Excerpted text below:

Or are Tierney et al. just stuck in the business-as usual-rut?  Tierney shared in a private communication that he had been inspired by an e-mail from Patrick Monette-Shaw concerning the Institute of Medicine’s (IOM) report No Time To Lose:  Getting More From HIV Prevention, issued in January 2001, in which the IOM recommended moving away from the old business-as-usual approaches to HIV prevention.  The IOM report should have inspired Tierney:  Among the IOM’s Liaison Panel was none other than Tierney’s colleague, one Tom Coates.  Or perhaps Tierney was inspired by the quote at the front of the IOM report:

“Knowing is not enough; we must apply.
  Willing is not enough; we must do.”
                                                    — Goethe

Inspired, Tierney issued a “No More Business As Usual” RFP of his own for competitive bidding for $12 million in prevention funds that were awarded in late 2001.  Despite having been ranked at number 10 out of 27 proposals awarded Tier 1 HIV prevention projects, the San Francisco AIDS Foundation was awarded $276,888 (although that may have climbed to $282,194 for the Gay Life contract for the period that ended in June 2003) to continue providing programming to men who have sex with men under Tierney’s no-more-business-as-usual vision.

End of Excerpted text.
Given material below:

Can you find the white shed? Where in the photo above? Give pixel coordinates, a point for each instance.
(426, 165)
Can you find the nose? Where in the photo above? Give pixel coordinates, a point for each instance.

End of Given material.

_Activity 1_.
Write out the part of the HIV prevention passage that runs from "Or are Tierney" to "we must apply.".
_Activity 2_.
Sum up the HIV prevention passage in two sentences.
_Activity 3_.
Please carry the HIV prevention passage on from its last sentence.

_Response area 1_.
Or are Tierney et al. just stuck in the business-as usual-rut?  Tierney shared in a private communication that he had been inspired by an e-mail from Patrick Monette-Shaw concerning the Institute of Medicine’s (IOM) report No Time To Lose:  Getting More From HIV Prevention, issued in January 2001, in which the IOM recommended moving away from the old business-as-usual approaches to HIV prevention.  The IOM report should have inspired Tierney:  Among the IOM’s Liaison Panel was none other than Tierney’s colleague, one Tom Coates.  Or perhaps Tierney was inspired by the quote at the front of the IOM report:

“Knowing is not enough; we must apply.

_Response area 2_.
Tierney said he was inspired by an e-mail about the Institute of Medicine's January 2001 report No Time To Lose, which recommended moving away from business-as-usual HIV prevention, and he issued his own "No More Business As Usual" RFP for $12 million in prevention funds awarded in late 2001. Although the San Francisco AIDS Foundation ranked 10th of 27 proposals awarded Tier 1 projects, it received $276,888 to keep providing programming to men who have sex with men.

_Response area 3_.
Sadly, several funding cycles later, SFAF is still being funded by Tierney’s office to conduct these everything-is-business-as-usual Gay Life workshops, although to be fair, the annual Gay Life contracts were reduced from $514,955 to $282,194.  If Tierney really believed there should be no more business as usual, he would stop funding (using the City’s General Fund) the Gay Life workshops completely.

Nothing has changed!  Two years after Coates’ bombshell, two years after Tierney’s “inspiration,” almost two years after the Epidemic of Waste report, and nearly three years after the IOM No Time To Lose report, nothing has changed and it’s still business-as-usual.  And Tierney should be ashamed of himself for his lack of inspiration, his lack of determination, and his lack of resolve in failing to finally pull the plug completely on SFAF’s business-as-usual Gay Life approach to HIV prevention, rather than simply reducing the amount of the contract award.  

Tierney may have known, but he did not apply.  Tierney may have been willing to confront no-more-business-as-usual, but he failed to do no more business as usual!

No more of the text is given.